Please count the lines of the records below that contain the string "loaf", treating uppercase and lowercase as different. Reply with the number alone.

====================

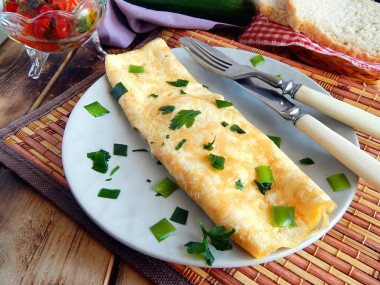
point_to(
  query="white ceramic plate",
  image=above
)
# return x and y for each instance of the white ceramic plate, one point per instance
(128, 218)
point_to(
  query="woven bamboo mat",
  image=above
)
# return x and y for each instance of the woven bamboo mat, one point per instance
(348, 254)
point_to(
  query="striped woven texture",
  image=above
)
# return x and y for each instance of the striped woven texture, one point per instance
(348, 254)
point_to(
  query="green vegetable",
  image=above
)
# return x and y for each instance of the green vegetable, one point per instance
(236, 128)
(167, 109)
(109, 193)
(162, 229)
(96, 109)
(184, 117)
(222, 103)
(283, 216)
(180, 216)
(209, 146)
(306, 161)
(166, 187)
(136, 68)
(179, 83)
(118, 90)
(236, 12)
(120, 149)
(276, 140)
(338, 182)
(257, 60)
(217, 161)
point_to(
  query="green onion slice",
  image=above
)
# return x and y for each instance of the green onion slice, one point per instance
(109, 193)
(276, 140)
(257, 60)
(118, 90)
(166, 187)
(180, 216)
(120, 149)
(162, 229)
(217, 161)
(222, 103)
(181, 143)
(96, 109)
(136, 68)
(339, 182)
(179, 83)
(307, 161)
(283, 216)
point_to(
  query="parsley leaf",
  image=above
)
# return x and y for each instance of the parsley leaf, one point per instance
(183, 117)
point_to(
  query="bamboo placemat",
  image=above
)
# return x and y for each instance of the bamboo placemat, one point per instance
(348, 254)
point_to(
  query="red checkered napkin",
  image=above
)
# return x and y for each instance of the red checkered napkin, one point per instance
(264, 32)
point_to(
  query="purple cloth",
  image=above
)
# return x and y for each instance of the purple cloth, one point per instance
(123, 21)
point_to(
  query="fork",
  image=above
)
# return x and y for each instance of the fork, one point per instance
(219, 63)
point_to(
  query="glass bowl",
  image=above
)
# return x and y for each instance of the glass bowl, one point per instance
(46, 30)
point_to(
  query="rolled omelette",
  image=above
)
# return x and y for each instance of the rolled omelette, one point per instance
(214, 190)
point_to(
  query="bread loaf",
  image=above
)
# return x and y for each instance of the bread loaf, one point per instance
(348, 26)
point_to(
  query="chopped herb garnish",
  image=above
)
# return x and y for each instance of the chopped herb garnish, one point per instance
(223, 104)
(236, 128)
(120, 149)
(114, 170)
(209, 146)
(217, 161)
(239, 185)
(307, 161)
(166, 187)
(109, 193)
(96, 109)
(338, 182)
(167, 109)
(184, 117)
(162, 229)
(136, 68)
(140, 150)
(224, 124)
(180, 216)
(181, 143)
(179, 83)
(257, 60)
(276, 140)
(118, 91)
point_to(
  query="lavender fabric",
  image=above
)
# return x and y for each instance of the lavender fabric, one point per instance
(123, 21)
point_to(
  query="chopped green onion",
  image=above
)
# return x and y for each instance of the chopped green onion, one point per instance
(209, 146)
(236, 128)
(239, 185)
(223, 104)
(167, 109)
(109, 193)
(118, 91)
(217, 161)
(276, 140)
(181, 143)
(224, 124)
(339, 182)
(180, 216)
(96, 109)
(120, 149)
(166, 187)
(306, 161)
(179, 83)
(162, 229)
(283, 216)
(136, 68)
(257, 59)
(114, 170)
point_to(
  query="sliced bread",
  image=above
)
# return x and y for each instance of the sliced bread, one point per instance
(348, 26)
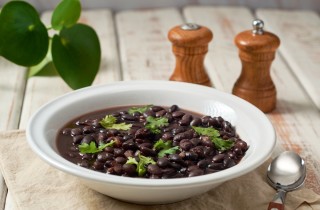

====================

- Correct result:
2